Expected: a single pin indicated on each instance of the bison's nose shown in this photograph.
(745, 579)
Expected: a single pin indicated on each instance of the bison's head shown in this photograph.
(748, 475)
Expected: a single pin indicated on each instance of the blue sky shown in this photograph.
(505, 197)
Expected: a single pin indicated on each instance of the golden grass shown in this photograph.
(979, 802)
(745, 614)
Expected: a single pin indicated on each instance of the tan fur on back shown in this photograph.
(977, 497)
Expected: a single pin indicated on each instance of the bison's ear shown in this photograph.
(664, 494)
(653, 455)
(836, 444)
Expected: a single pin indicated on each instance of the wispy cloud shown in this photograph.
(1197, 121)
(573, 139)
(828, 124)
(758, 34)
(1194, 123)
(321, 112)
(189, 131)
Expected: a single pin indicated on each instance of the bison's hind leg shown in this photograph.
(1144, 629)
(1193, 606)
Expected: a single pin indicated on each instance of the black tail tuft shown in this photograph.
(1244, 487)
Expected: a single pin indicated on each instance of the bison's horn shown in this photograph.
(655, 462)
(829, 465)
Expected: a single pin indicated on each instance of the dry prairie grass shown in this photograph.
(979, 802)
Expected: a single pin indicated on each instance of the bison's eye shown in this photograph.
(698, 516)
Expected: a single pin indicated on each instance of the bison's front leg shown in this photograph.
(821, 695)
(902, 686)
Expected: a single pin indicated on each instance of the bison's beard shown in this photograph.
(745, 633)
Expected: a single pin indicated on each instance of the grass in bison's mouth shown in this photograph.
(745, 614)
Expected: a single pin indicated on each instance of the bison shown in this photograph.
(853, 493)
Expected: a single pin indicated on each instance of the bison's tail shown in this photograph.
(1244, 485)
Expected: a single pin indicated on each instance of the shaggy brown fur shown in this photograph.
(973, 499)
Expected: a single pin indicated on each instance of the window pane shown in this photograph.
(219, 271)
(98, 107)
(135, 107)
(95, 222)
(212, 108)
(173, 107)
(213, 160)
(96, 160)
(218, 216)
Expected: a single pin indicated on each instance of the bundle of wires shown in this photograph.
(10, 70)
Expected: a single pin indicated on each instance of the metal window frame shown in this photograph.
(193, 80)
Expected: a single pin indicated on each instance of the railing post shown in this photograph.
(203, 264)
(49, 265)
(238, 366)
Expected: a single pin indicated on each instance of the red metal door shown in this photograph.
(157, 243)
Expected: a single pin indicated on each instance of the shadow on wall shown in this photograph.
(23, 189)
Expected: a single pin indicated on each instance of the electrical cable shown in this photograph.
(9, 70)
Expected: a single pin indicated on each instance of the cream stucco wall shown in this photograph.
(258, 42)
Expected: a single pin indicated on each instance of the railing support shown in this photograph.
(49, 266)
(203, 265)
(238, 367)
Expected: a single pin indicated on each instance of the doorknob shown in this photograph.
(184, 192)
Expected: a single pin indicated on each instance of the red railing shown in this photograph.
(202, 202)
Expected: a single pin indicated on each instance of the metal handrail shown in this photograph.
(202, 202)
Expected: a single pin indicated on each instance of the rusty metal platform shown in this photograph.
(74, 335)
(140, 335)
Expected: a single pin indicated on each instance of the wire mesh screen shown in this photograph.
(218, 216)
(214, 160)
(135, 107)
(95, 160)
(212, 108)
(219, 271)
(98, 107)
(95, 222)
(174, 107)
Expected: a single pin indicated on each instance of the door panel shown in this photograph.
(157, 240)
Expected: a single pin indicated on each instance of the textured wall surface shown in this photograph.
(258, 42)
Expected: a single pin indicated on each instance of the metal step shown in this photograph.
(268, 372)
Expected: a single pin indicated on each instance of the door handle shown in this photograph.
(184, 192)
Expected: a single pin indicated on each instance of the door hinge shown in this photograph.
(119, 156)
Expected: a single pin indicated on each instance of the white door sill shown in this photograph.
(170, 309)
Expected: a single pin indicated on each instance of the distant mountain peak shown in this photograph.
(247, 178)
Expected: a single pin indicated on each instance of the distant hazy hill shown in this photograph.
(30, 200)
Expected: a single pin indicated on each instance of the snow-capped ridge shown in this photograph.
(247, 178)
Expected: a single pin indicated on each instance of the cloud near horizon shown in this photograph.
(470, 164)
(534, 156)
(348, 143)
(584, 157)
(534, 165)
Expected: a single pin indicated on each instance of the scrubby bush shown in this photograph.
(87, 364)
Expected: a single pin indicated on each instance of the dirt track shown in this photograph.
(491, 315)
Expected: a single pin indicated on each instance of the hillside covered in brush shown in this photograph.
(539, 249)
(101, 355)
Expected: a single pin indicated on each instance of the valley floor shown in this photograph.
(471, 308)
+ + + +
Your instructions>
Reproduce each entry above exactly, keeping every word.

Task result>
Expected: a single pin indicated on each instance of the bison's nose shown in this photograph.
(745, 579)
Expected: a single pin indicated on each instance of the bison's head shown in this photograph.
(748, 475)
Expected: a single pin indicated on each instance of the blue sky shown in this photograph.
(505, 197)
Expected: a single pin indicated on each instance of the golden grass shown in this photograph.
(979, 802)
(745, 614)
Expected: a single pin indicated on each instance of the tan fur on back shown in this photograph.
(977, 497)
Expected: a single pin indicated on each instance of the bison's ear shown in this photograph.
(664, 494)
(653, 455)
(836, 444)
Expected: a single pin indicated on each instance of the wispy cloud shown in this photograph.
(1197, 121)
(573, 139)
(828, 124)
(758, 34)
(1194, 123)
(321, 112)
(189, 131)
Expected: a single pin indicated on each instance of the bison's hind leg shown in this photograph.
(1144, 629)
(1193, 606)
Expected: a single pin indicated on each instance of the black tail tuft shown in this photograph.
(1244, 487)
Expected: a single pin indicated on each instance of the bison's horn shown in this photograph.
(655, 462)
(829, 465)
Expected: a single pin indicated on each instance of the dry prairie grass shown in this photograph.
(979, 802)
Expected: a single pin indicated on each instance of the bison's eye shown in this photograph.
(698, 516)
Expected: a single pin indicated on each instance of the bison's front leg shown in this photograph.
(821, 695)
(902, 686)
Expected: a single pin indicated on each instance of the bison's beard shown in this photograph.
(745, 633)
Expected: a single pin indicated on each instance of the grass in bison's mouth shown in this photograph.
(745, 614)
Expected: a single pin indicated on each instance of the bison shown in this photograph.
(853, 493)
Expected: a single pin indicated on each instance of the bison's tail shown in this photograph.
(1244, 485)
Expected: a single pin indicated on each instance of the shaggy brown fur shown in this photograph.
(973, 499)
Expected: a single pin indicated on each instance of the window pane shown in this photograph.
(219, 271)
(98, 107)
(135, 107)
(95, 222)
(212, 108)
(173, 107)
(213, 160)
(96, 160)
(218, 216)
Expected: a single pin indicated on each instance of the bundle of wires shown in this photograph.
(10, 70)
Expected: a single pin indicated on each instance of the metal window frame shown in this photograph.
(193, 80)
Expected: a single pin indicated on each instance of the railing post shown in this photograph.
(203, 264)
(49, 265)
(238, 366)
Expected: a single pin indicated on each instance of the red metal door shown in this photograph.
(157, 243)
Expected: a single pin indicated on each instance of the shadow on wall shown in this photograph.
(23, 189)
Expected: a single pin indicated on each instance of the electrical cable shown in this photograph.
(9, 70)
Expected: a single pin indicated on each instance of the cream stucco wall shown in this photograph.
(258, 42)
Expected: a single pin indicated on each instance of the railing support shown in this photograph.
(49, 266)
(203, 265)
(238, 367)
Expected: a single pin indicated on each instance of the doorknob shown in this photograph.
(184, 192)
Expected: a single pin indicated on each instance of the red railing shown in this photograph.
(202, 202)
Expected: a single pin indicated on each instance of the metal handrail shown in this photograph.
(202, 202)
Expected: a single pin indicated on each instance of the rusty metal platform shown in this photograph.
(74, 335)
(140, 335)
Expected: a single pin indicated on each instance of the wire mesh screen shown in this photograph.
(218, 216)
(214, 160)
(135, 107)
(95, 160)
(212, 108)
(219, 271)
(98, 107)
(95, 222)
(174, 107)
Expected: a single pin indicated on each instance of the door panel shown in this photograph.
(157, 240)
Expected: a single pin indicated on each instance of the textured wall surface shown in this photograph.
(258, 42)
Expected: a single pin indicated on each instance of the metal step shown in this photograph.
(268, 372)
Expected: a single pin indicated on each instance of the door handle shown in this photograph.
(184, 192)
Expected: a single pin indicated on each instance of the door hinge shown in this photograph.
(119, 156)
Expected: a single pin indicated on each instance of the white door sill shown in this photograph.
(170, 309)
Expected: a single pin indicated on each instance of the distant mountain peak shown in this photograph.
(247, 178)
Expected: a single pin indicated on each instance of the distant hazy hill shown in this photograph.
(30, 200)
Expected: a single pin indicated on each instance of the snow-capped ridge shown in this photograph.
(247, 178)
Expected: a single pin indicated on each instance of the cloud near horizon shown in this photograph.
(470, 164)
(534, 156)
(348, 143)
(584, 157)
(534, 165)
Expected: a single pin indicated on each instance of the scrubby bush shown in this photograph.
(87, 364)
Expected: a single pin indicated on each instance of the dirt track shown in this photograph.
(491, 315)
Expected: a single pin indicated on each instance of the hillside covered in brush shown in this photograph.
(539, 249)
(101, 355)
Expected: a single pin indicated on each instance of the valley floor shown in this photograph.
(471, 308)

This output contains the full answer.